═════ Extracted data
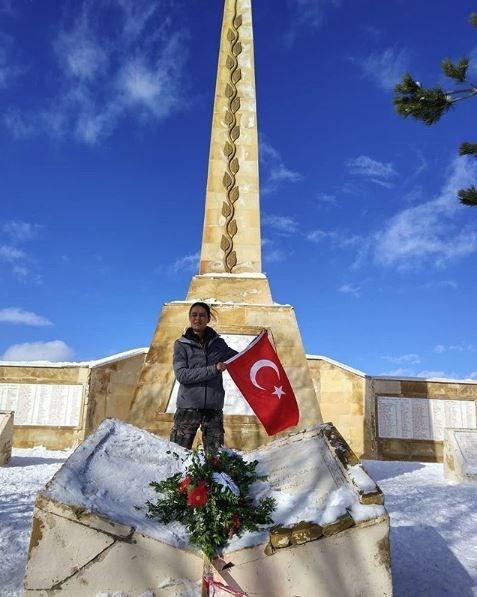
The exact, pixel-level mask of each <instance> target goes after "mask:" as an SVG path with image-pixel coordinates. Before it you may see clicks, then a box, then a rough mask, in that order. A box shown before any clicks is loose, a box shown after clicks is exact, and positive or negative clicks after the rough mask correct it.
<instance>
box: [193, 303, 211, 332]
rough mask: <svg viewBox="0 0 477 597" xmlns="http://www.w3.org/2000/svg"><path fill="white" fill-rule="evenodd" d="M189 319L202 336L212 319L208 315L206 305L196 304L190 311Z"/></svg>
mask: <svg viewBox="0 0 477 597" xmlns="http://www.w3.org/2000/svg"><path fill="white" fill-rule="evenodd" d="M189 321H190V327H191V328H192V329H193V331H194V332H195V333H196V334H199V336H200V335H201V334H203V333H204V330H205V328H206V327H207V324H208V323H209V321H210V317H209V316H208V315H207V311H206V310H205V309H204V307H198V306H196V307H194V308H193V309H192V311H191V312H190V313H189Z"/></svg>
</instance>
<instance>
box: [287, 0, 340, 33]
mask: <svg viewBox="0 0 477 597" xmlns="http://www.w3.org/2000/svg"><path fill="white" fill-rule="evenodd" d="M288 5H289V7H290V11H291V20H292V25H293V31H292V32H291V33H290V35H291V36H292V37H294V36H295V35H296V32H295V29H296V27H303V26H306V27H312V28H314V29H317V28H318V27H320V25H321V24H322V23H323V22H324V20H325V17H326V11H327V10H328V9H329V8H330V7H332V8H333V7H334V8H336V7H339V6H341V1H340V0H288Z"/></svg>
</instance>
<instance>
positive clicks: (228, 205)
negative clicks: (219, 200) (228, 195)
mask: <svg viewBox="0 0 477 597" xmlns="http://www.w3.org/2000/svg"><path fill="white" fill-rule="evenodd" d="M231 213H232V208H231V206H230V205H229V204H228V203H227V202H226V201H224V202H223V203H222V215H223V216H224V218H228V217H229V216H230V214H231Z"/></svg>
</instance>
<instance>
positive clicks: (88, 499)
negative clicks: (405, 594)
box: [25, 420, 392, 597]
mask: <svg viewBox="0 0 477 597" xmlns="http://www.w3.org/2000/svg"><path fill="white" fill-rule="evenodd" d="M171 451H172V452H175V453H176V455H177V458H174V457H173V456H172V455H171V453H170V452H171ZM188 454H189V452H188V451H187V450H184V449H182V448H180V447H179V446H176V445H175V444H171V443H170V442H168V441H166V440H163V439H161V438H158V437H156V436H154V435H151V434H149V433H147V432H145V431H143V430H140V429H137V428H135V427H132V426H130V425H127V424H125V423H121V422H119V421H116V420H106V421H105V422H104V423H103V424H101V426H100V427H99V428H98V430H97V431H96V432H95V433H94V434H93V435H92V436H90V437H89V438H88V439H87V440H86V441H85V442H84V443H83V444H82V445H81V446H79V447H78V448H77V449H76V451H75V452H74V453H73V454H72V455H71V456H70V458H69V459H68V460H67V461H66V462H65V464H64V465H63V467H62V468H61V469H60V470H59V471H58V473H57V474H56V475H55V476H54V477H53V479H52V480H51V481H50V482H49V483H48V485H47V486H46V488H45V489H44V490H43V491H42V492H41V493H40V494H39V496H38V498H37V502H36V506H35V511H34V518H33V527H32V535H31V542H30V550H29V560H28V565H27V572H26V577H25V595H30V594H36V595H45V594H50V592H52V593H53V592H55V591H63V592H65V594H67V595H75V597H76V596H78V597H81V596H83V595H84V596H88V597H90V596H91V595H95V594H97V593H100V592H110V593H111V592H121V593H126V594H128V595H131V596H137V597H139V596H140V595H142V594H143V593H144V592H146V591H149V592H152V594H154V595H156V596H159V595H178V594H184V593H187V594H188V595H200V594H201V590H202V583H203V578H204V573H205V572H207V571H208V563H207V562H204V558H203V555H202V552H200V551H199V550H198V549H197V548H196V547H195V546H194V545H192V544H190V542H189V540H188V537H187V535H186V533H185V532H184V528H183V527H182V526H181V525H179V524H178V523H170V524H169V525H164V524H162V523H160V522H158V521H156V520H150V519H147V517H146V516H145V507H144V504H145V502H146V501H147V500H153V499H154V495H153V493H154V492H153V491H152V489H151V488H150V487H149V483H150V482H151V481H153V480H155V481H159V480H161V479H162V478H165V477H167V476H170V474H171V473H172V474H173V473H174V472H178V471H180V470H182V468H181V467H182V464H181V459H184V458H186V457H187V455H188ZM246 458H249V459H252V460H257V461H258V463H259V464H258V466H259V468H260V472H261V474H262V473H263V474H267V476H268V480H267V482H266V483H261V484H260V488H259V489H257V491H260V492H261V493H260V495H261V497H263V495H264V494H263V492H264V491H265V494H267V492H268V495H273V496H274V497H276V499H277V509H276V511H275V512H274V514H273V518H274V520H275V522H276V523H277V524H278V526H276V527H274V528H273V529H271V530H270V529H268V530H267V529H264V530H263V531H262V532H256V533H246V534H245V535H244V536H243V537H234V538H233V539H232V540H231V541H230V543H229V544H228V546H227V547H226V549H224V552H223V555H222V557H221V558H220V559H216V560H214V562H212V571H211V572H212V576H211V578H210V577H209V578H210V580H211V581H212V583H213V584H214V583H220V584H222V585H226V586H227V587H229V588H233V589H235V590H236V591H240V592H241V593H245V594H251V595H252V594H253V595H263V596H264V597H265V596H266V597H274V596H276V597H287V596H290V597H291V596H294V597H296V596H302V597H309V596H310V595H320V596H323V597H326V596H328V595H329V596H330V597H331V596H332V595H333V596H336V595H340V596H343V597H344V596H347V595H350V596H351V595H366V596H370V597H373V596H376V597H378V596H379V597H383V596H385V595H389V596H390V595H391V594H392V582H391V573H390V560H389V541H388V535H389V519H388V515H387V513H386V511H385V509H384V507H383V505H382V502H383V496H382V494H381V492H380V491H379V488H378V487H377V486H376V484H375V483H374V482H373V481H372V479H370V478H369V476H368V475H367V474H366V472H365V471H364V470H363V469H362V467H361V465H360V464H359V463H358V462H357V459H356V458H355V456H354V454H353V453H352V452H351V451H350V450H349V448H347V446H346V444H345V443H344V441H343V440H342V438H341V436H339V434H338V433H337V431H336V429H334V427H333V426H332V425H329V424H328V425H320V426H318V427H317V428H315V429H313V430H310V431H306V432H301V433H297V434H294V435H292V436H289V437H287V438H283V439H281V440H277V441H275V442H272V443H271V444H269V445H268V446H265V447H262V448H260V449H259V450H256V451H255V452H253V453H250V454H247V455H246ZM257 470H258V469H257ZM303 521H308V522H307V523H304V522H303ZM277 538H278V540H277ZM52 554H53V557H52ZM214 588H215V591H216V593H215V594H216V595H217V596H219V595H222V594H223V595H226V593H222V592H221V589H220V586H214Z"/></svg>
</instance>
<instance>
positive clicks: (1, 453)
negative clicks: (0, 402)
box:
══════════
Task description: Write out the records above exactly as they stand, leaving out every picture.

Response box:
The exact, pixel-level mask of each <instance> target goes after "mask:" as an SVG path with image-pixel coordinates. Before it you may see clicks, then a box, then a rough mask, in that order. A box shown before any clicks is loose, a box shown after clicks is exact, and positive or negative clicks after the rough mask correct it.
<instance>
box: [193, 303, 211, 332]
rough mask: <svg viewBox="0 0 477 597" xmlns="http://www.w3.org/2000/svg"><path fill="white" fill-rule="evenodd" d="M189 319L202 336L212 319L208 315L206 305L196 304L190 311Z"/></svg>
mask: <svg viewBox="0 0 477 597" xmlns="http://www.w3.org/2000/svg"><path fill="white" fill-rule="evenodd" d="M189 321H190V327H191V328H192V329H193V331H194V332H195V333H196V334H199V336H200V335H201V334H203V333H204V330H205V328H206V327H207V324H208V323H209V321H210V317H209V316H208V315H207V311H206V310H205V309H204V307H198V306H196V307H194V308H193V309H192V311H191V312H190V313H189Z"/></svg>
</instance>
<instance>
box: [287, 0, 340, 33]
mask: <svg viewBox="0 0 477 597" xmlns="http://www.w3.org/2000/svg"><path fill="white" fill-rule="evenodd" d="M288 5H289V7H290V11H291V20H292V25H293V31H292V32H291V33H290V35H291V36H292V37H294V36H295V35H296V32H295V29H296V27H303V26H306V27H312V28H314V29H317V28H318V27H320V25H321V24H322V23H323V22H324V20H325V17H326V11H327V10H328V9H329V8H330V7H332V8H333V7H334V8H336V7H339V6H341V1H340V0H288Z"/></svg>
</instance>
<instance>
positive clicks: (228, 205)
negative clicks: (219, 200) (228, 195)
mask: <svg viewBox="0 0 477 597" xmlns="http://www.w3.org/2000/svg"><path fill="white" fill-rule="evenodd" d="M231 213H232V208H231V206H230V205H229V204H228V203H227V202H226V201H224V202H223V203H222V215H223V216H224V218H228V217H229V216H230V214H231Z"/></svg>
</instance>
<instance>
positive clicks: (88, 499)
negative clicks: (405, 594)
box: [25, 420, 392, 597]
mask: <svg viewBox="0 0 477 597" xmlns="http://www.w3.org/2000/svg"><path fill="white" fill-rule="evenodd" d="M171 451H172V452H175V453H176V455H177V458H174V457H173V456H172V455H171V453H170V452H171ZM188 454H189V452H188V451H187V450H184V449H182V448H180V447H179V446H176V445H175V444H171V443H170V442H168V441H166V440H163V439H161V438H158V437H156V436H154V435H151V434H149V433H147V432H145V431H143V430H140V429H137V428H135V427H132V426H130V425H127V424H125V423H121V422H119V421H116V420H106V421H105V422H104V423H103V424H101V426H100V427H99V428H98V430H97V431H96V432H95V433H94V434H93V435H92V436H90V437H89V438H88V439H87V440H86V441H85V442H84V443H83V444H82V445H81V446H79V447H78V448H77V449H76V451H75V452H74V453H73V454H72V455H71V456H70V458H69V459H68V460H67V461H66V462H65V464H64V465H63V467H62V468H61V469H60V470H59V471H58V473H57V474H56V475H55V476H54V477H53V479H52V480H51V481H50V482H49V483H48V485H47V486H46V488H45V489H44V490H43V491H42V492H41V493H40V494H39V496H38V498H37V502H36V506H35V511H34V518H33V527H32V535H31V542H30V550H29V560H28V565H27V572H26V577H25V595H30V594H36V595H45V594H50V592H52V593H53V592H55V591H63V592H65V594H67V595H75V597H76V596H78V597H81V596H83V595H84V596H88V597H90V596H91V595H95V594H97V593H100V592H110V593H111V592H121V593H126V594H128V595H131V596H137V597H139V596H140V595H142V594H143V593H144V592H146V591H149V592H152V594H154V595H156V596H159V595H178V594H184V593H187V594H188V595H200V594H201V590H202V583H203V578H204V573H205V572H207V571H208V563H207V562H204V558H203V555H202V552H200V551H199V550H198V549H197V548H196V547H195V546H194V545H192V544H190V542H189V540H188V537H187V535H186V533H185V532H184V528H183V527H182V526H181V525H179V524H178V523H170V524H169V525H164V524H162V523H160V522H158V521H156V520H150V519H147V517H146V516H145V507H144V504H145V502H146V501H147V500H153V499H154V495H153V493H154V492H153V491H152V489H151V488H150V487H149V483H150V482H151V481H153V480H155V481H159V480H161V479H162V478H165V477H167V476H170V474H171V473H172V474H173V473H174V472H178V471H180V470H182V468H181V467H182V464H181V459H184V458H186V457H187V455H188ZM246 458H249V459H252V460H257V461H258V463H259V464H258V466H259V468H260V472H261V474H262V473H263V474H267V476H268V480H267V482H266V483H261V484H260V488H259V489H257V491H260V492H261V493H260V495H261V497H263V495H264V494H263V492H264V491H265V494H267V492H268V495H273V496H274V497H276V499H277V509H276V511H275V512H274V514H273V518H274V520H275V522H276V523H277V524H278V526H276V527H274V528H273V529H271V530H270V529H268V530H267V529H264V530H263V531H262V532H256V533H246V534H245V535H244V536H243V537H234V538H233V539H232V540H231V541H230V543H229V544H228V546H227V547H226V549H224V552H223V555H222V557H221V558H220V559H216V560H214V562H212V571H211V572H212V576H211V578H210V577H209V578H210V580H211V581H212V583H213V584H214V583H220V584H222V585H226V586H227V587H229V588H233V589H235V590H236V591H240V592H241V593H245V594H251V595H252V594H253V595H263V596H264V597H265V596H266V597H274V596H276V597H287V596H290V597H291V596H294V597H296V596H302V597H309V596H310V595H320V596H323V597H326V596H328V595H329V596H330V597H331V596H332V595H333V596H336V595H340V596H343V597H344V596H347V595H350V596H351V595H366V596H370V597H373V596H376V597H378V596H379V597H383V596H385V595H389V596H390V595H391V594H392V582H391V573H390V560H389V541H388V535H389V519H388V515H387V513H386V511H385V509H384V507H383V505H382V502H383V496H382V494H381V492H380V491H379V488H378V487H377V486H376V484H375V483H374V482H373V481H372V479H370V478H369V476H368V475H367V474H366V472H365V471H364V470H363V469H362V467H361V465H360V464H359V463H358V462H357V459H356V458H355V456H354V454H353V453H352V452H351V451H350V450H349V448H347V446H346V444H345V443H344V441H343V440H342V438H341V436H339V434H338V433H337V431H336V429H334V427H333V426H332V425H329V424H328V425H320V426H318V427H317V428H315V429H313V430H310V431H306V432H301V433H297V434H294V435H292V436H289V437H287V438H283V439H281V440H277V441H275V442H272V443H271V444H269V445H268V446H265V447H262V448H260V449H259V450H256V451H255V452H253V453H250V454H247V455H246ZM257 470H258V469H257ZM303 521H308V522H307V523H304V522H303ZM277 538H278V540H277ZM52 554H53V557H52ZM214 588H215V591H216V593H215V594H216V595H217V596H219V595H222V594H223V595H226V593H222V592H221V589H220V586H214Z"/></svg>
</instance>
<instance>
positive clicks: (1, 453)
negative clicks: (0, 402)
box:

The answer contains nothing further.